▸ **TASK PROMPT**
Rewrite the data below with "large" changed to "big" and everything else left as is. Leave out the pictures.

▸ **INFORMATION SUPPLIED**
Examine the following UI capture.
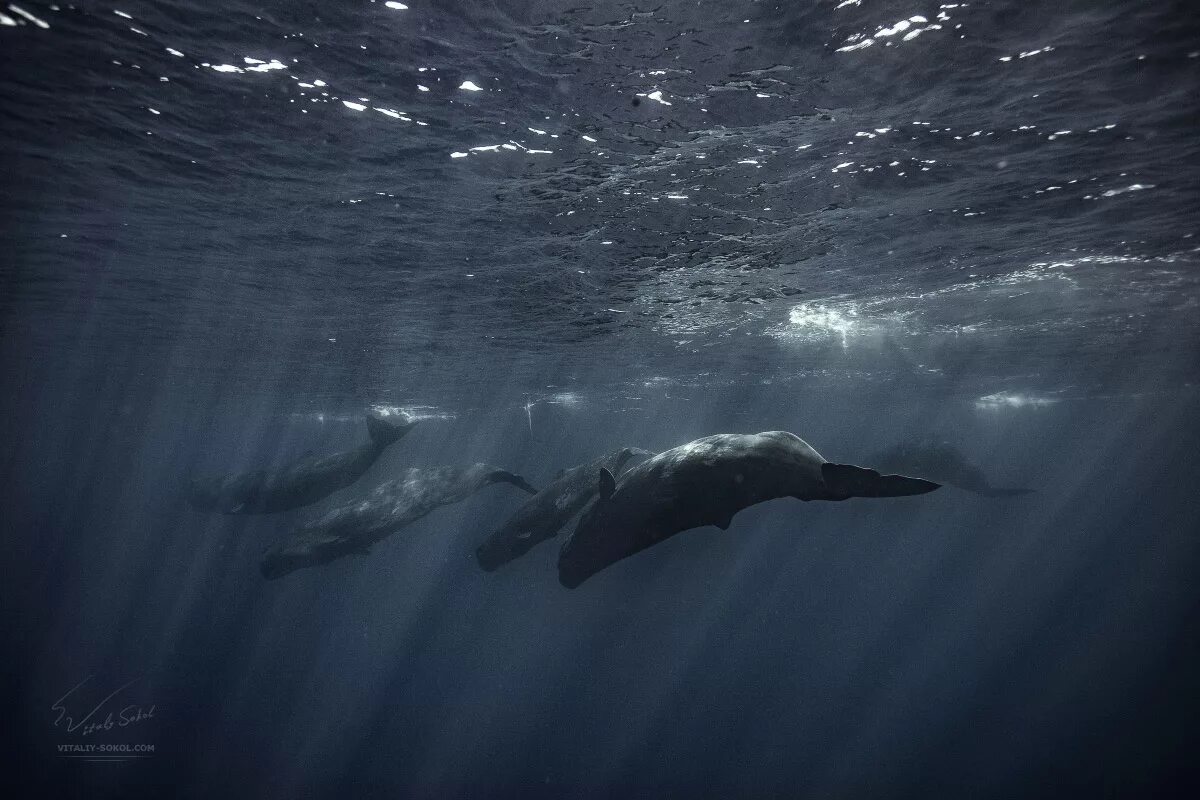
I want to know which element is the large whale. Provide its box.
[558,431,938,589]
[475,447,653,572]
[262,464,538,578]
[188,413,418,513]
[872,440,1033,498]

▸ **ANSWER BELOW**
Examine the following UI capture.
I want to know which element is the big whale. Provide its box.
[558,431,938,589]
[475,447,653,572]
[262,464,538,578]
[188,413,418,513]
[872,440,1033,498]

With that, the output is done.